PAGE EXCERPT:
-=-=-

DataLoader
CPU based dataloader using PIL and CV2.
DaliDataloader
Custom modules for Dali Dataloader.
DaliDataLoaderMulti
Example to load multiple files with different size. ** Causes memory leak.
DaliDataLoader
Example to load files with batch of 1.
We didn't see much speed loss between Multi and Single data loader.
InferenceIterator
Images are not perfect, and could be incomplete or corrupt which may or maynot get detected by PIL loader. This will break the pipeline of the DaliDataLoader in production, so the work around is initialize and re-initialize mulitple dataloader with small window of images.
Code is self explanatory by reading the comments.
We did benchmark on 9.2k images.
PIL : 40min.
CV2 : 45-47min.
Dali : 6~10min. [Batch 1].
Dali : 6~10min. [Batch 64].
Dali : 6~20min. [Multiple Dali iterators with batch 1 and window of 100image-5image].
Example Code of using InferenceIterator
modify variables or make small changes in the *DatLoader.py
from data import *
import timeit
class opt:
def __init__(self):
self.device = 'cuda'
self.typedataloader = 'cuda' # arg to accomodate which dataloader will be used Multicuda > 1 && cuda == 1 && cpu >=1
self.batch_size = 1
self.sub_size = 100 # Window of 100 images.
self.num_workers = 4
self.dataFolder = '/data/sample/'
arg = opt()
def _mainExecute_Detection_(obj,img_,labl,file):
"""Main code"""
dirpath = arg.dataFolder
kwargs = {
"Dir":dirpath,
"arg":arg,
"main" : _mainExecute_Detection_,
#"model" : model, MachineLearning model if any.
}
datacount = CountDataIterator(**kwargs)
Function to chunk files to small windows.
def chunkIt(seq, batch_size):
avg = batch_size
out = []
last = 0
while last < len(seq):
out.append(seq[int(last):int(last + avg)])
last += avg
return out

-=-=-

DATA SEGMENT:
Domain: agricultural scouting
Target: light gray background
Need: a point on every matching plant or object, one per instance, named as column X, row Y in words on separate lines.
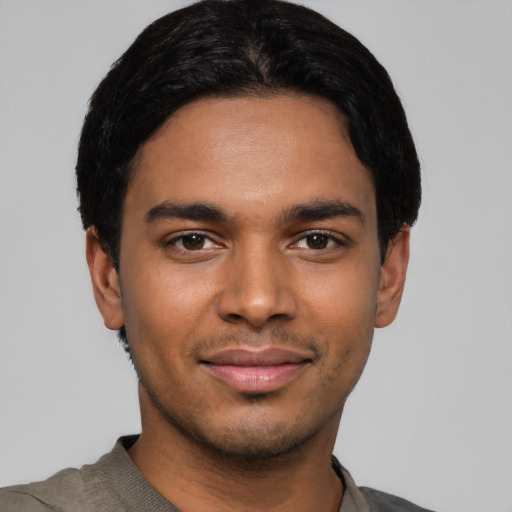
column 431, row 419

-=-=-

JOBS:
(1) Answer these from the data loader notes:
(a) How many images were used in the benchmark?
(b) What problem is noted for DaliDataLoaderMulti?
(c) What value does the example code give self.sub_size?
(2) Reproduce a passage of the data loader notes word for word, starting with "DaliDataLoaderMulti" and going on through "6~10min. [Batch 1].".

CORRECT ANSWERS:
(1)
(a) 9.2k images.
(b) It causes a memory leak.
(c) 100, a window of 100 images.

(2)
DaliDataLoaderMulti
Example to load multiple files with different size. ** Causes memory leak.
DaliDataLoader
Example to load files with batch of 1.
We didn't see much speed loss between Multi and Single data loader.
InferenceIterator
Images are not perfect, and could be incomplete or corrupt which may or maynot get detected by PIL loader. This will break the pipeline of the DaliDataLoader in production, so the work around is initialize and re-initialize mulitple dataloader with small window of images.
Code is self explanatory by reading the comments.
We did benchmark on 9.2k images.
PIL : 40min.
CV2 : 45-47min.
Dali : 6~10min. [Batch 1].